*WORK ORDER*:
Taking the records line by line, how many lines contain the word "task"? Answer with the number only.

(THE DATA begins)

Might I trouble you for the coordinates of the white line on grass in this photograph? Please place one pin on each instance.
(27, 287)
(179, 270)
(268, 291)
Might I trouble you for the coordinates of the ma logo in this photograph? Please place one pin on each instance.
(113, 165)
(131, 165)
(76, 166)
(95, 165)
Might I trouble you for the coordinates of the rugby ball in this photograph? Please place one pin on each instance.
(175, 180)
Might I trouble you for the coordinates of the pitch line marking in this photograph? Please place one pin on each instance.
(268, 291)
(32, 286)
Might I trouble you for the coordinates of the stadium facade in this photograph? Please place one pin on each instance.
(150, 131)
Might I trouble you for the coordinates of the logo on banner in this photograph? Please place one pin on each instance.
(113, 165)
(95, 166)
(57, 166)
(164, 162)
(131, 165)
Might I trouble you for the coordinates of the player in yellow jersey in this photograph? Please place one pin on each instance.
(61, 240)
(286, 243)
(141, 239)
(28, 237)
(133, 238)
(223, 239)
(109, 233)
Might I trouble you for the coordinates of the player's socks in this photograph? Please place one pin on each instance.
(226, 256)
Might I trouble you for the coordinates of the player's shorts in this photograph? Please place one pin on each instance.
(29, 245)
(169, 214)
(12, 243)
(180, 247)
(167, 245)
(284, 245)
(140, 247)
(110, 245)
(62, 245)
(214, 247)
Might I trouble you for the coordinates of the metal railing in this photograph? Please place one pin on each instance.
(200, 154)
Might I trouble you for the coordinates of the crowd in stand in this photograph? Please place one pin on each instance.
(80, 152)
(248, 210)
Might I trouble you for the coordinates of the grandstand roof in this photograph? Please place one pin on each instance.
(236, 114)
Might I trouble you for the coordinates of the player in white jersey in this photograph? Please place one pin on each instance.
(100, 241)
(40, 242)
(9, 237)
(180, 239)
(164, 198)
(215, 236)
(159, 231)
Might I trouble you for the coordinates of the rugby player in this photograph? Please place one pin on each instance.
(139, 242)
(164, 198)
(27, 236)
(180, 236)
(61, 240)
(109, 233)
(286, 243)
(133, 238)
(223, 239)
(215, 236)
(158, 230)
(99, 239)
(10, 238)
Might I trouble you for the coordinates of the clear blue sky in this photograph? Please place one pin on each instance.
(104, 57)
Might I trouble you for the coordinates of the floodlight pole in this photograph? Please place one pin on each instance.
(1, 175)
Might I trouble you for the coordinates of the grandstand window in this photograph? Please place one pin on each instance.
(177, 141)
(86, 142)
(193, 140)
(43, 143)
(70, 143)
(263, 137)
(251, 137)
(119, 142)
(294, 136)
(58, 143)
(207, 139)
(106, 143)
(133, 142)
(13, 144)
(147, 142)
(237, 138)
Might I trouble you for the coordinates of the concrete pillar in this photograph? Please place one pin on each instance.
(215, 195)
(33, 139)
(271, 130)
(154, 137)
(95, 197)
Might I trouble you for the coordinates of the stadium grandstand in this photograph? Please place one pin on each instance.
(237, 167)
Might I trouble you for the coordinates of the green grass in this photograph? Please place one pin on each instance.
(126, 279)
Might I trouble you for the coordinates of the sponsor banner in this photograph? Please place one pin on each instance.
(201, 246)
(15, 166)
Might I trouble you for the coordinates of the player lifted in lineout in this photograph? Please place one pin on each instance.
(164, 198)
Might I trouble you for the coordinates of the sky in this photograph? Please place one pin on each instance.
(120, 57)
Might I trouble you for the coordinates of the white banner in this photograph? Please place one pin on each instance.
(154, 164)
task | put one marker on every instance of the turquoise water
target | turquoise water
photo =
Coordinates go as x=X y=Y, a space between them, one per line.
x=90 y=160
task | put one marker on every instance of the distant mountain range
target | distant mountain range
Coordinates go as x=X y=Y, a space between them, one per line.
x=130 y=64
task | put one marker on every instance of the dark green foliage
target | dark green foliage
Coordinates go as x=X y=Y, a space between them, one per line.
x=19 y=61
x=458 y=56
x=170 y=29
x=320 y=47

(THE DATA ends)

*FINISHED EXERCISE*:
3